提示文:
サステイナビリティに対する意識が高まる中、リサイクルすることはどの分野でも確実に定着しつつあるが、2022年1月にさらなるリサイクルを実施するブランドが登場した。使い古した下着をリサイクルする、ニューヨーク発の下着ブランドのパレードだ。
このアイデアは画期的! とアメリカの各メディアで話題になっているが、発起人は同社の共同設立者でCEO、クリエイティブ・ディレクターのカミ・テジェスだ。弱冠24歳のZ世代の起業家が注目を集めている。
過剰な性的アピールは避けて、消費者が自身の身体を大切に思うことがブランドの狙いと話すカミ・テジェス。スタートアップ界の新生として、注目を集めている存在だ。photo: Sonia Portaluppi
リサイクルの仕組みは簡単。いまのところアメリカ国内のみだが、同社のウェブサイトから、リサイクル用のパッケージをオーダー(無料)すれば、自宅に届く。その袋に洗濯済みのいらなくなった下着を詰めて送り返せばいいだけ。もちろん使い古しの下着はどのブランドでもどんなスタイルでも構わない。革新的なリサイクルを運営するテラサイクル社とのパートナーシップにより、古い下着は再利用されて、寝具などに生まれ変わる。

練習問題:
- A) 提示文によると、回収された古い下着は何に生まれ変わりますか。
- B) 提示文の要点を2文でまとめてください。

元データ:
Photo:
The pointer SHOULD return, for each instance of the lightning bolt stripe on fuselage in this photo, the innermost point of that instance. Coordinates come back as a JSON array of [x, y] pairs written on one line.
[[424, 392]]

各問の解答:
- A) 寝具などに生まれ変わります。

- B) ニューヨーク発の下着ブランドのパレードは2022年1月に使い古した下着のリサイクルを始め、24歳の共同設立者でCEOのカミ・テジェスが注目を集めている。現在はアメリカ国内のみで、ウェブサイトから無料で取り寄せた袋に洗濯済みの下着を詰めて送り返すと、テラサイクル社との提携により寝具などに再利用される。